EXERCISE PROMPT:
Please report each line in the material below that includes "query".

GIVEN RECORDS:

=====

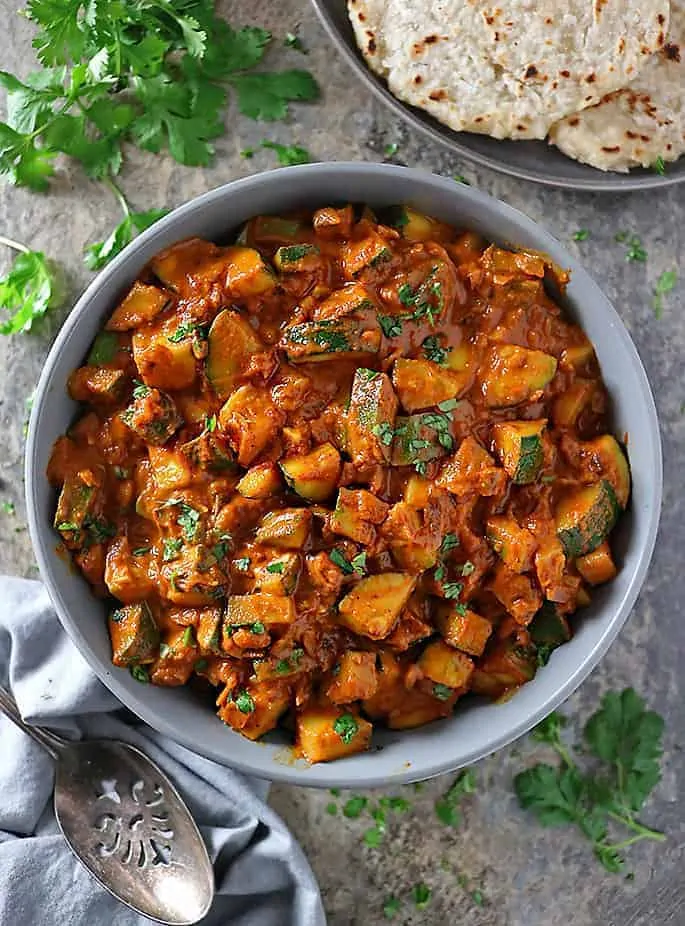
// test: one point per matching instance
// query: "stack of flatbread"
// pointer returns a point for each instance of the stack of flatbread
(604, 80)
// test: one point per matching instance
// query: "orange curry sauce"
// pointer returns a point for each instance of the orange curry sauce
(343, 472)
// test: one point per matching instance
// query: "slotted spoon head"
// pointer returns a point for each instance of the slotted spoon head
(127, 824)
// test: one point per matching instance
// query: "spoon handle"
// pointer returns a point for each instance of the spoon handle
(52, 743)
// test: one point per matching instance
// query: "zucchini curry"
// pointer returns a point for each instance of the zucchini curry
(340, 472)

=====

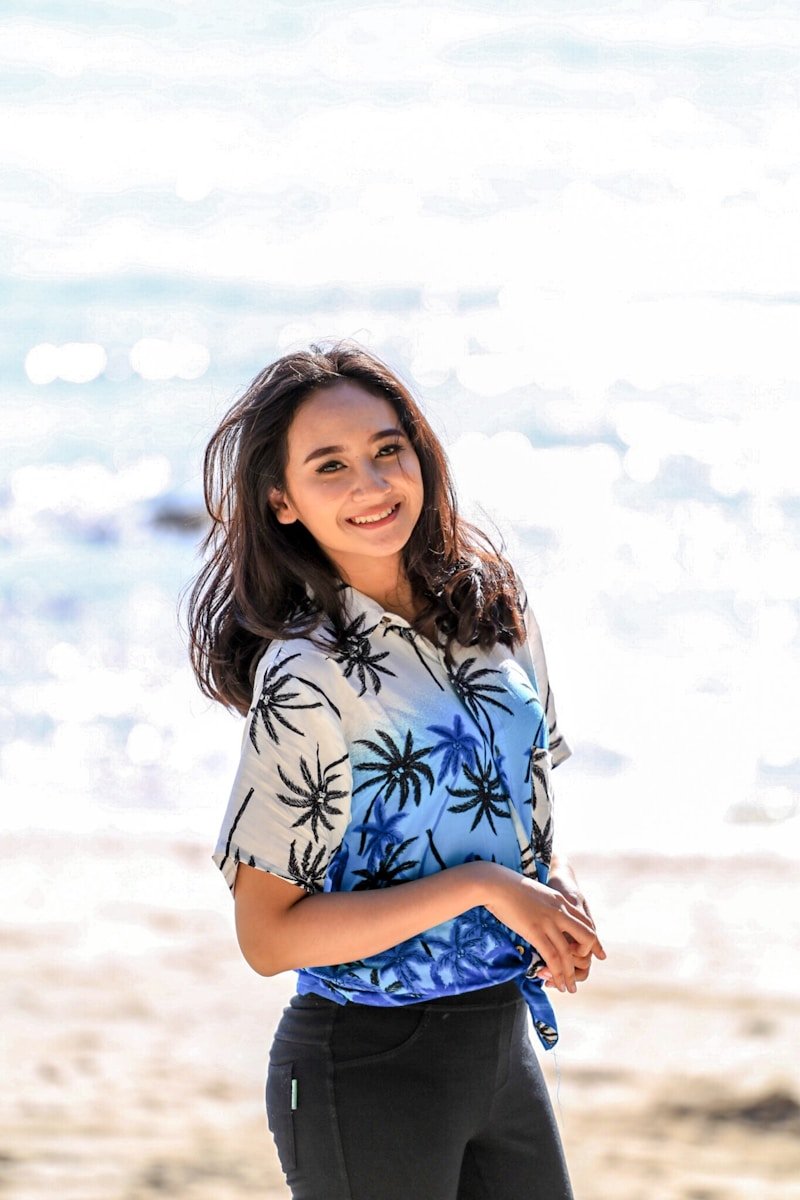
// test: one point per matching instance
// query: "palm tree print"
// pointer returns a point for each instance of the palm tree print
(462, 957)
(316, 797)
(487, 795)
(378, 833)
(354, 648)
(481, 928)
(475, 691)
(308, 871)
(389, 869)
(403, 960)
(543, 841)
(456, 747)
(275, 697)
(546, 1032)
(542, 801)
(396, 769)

=====

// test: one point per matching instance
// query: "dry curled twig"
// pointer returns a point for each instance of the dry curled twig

=====

EXERCISE OUTPUT:
// query: "stack of flatbread"
// query: "orange curry sauce"
// query: "slotted spoon head"
// query: "spoon handle"
// query: "zucchini curry"
// query: "palm tree print"
// query: "dry curled twig"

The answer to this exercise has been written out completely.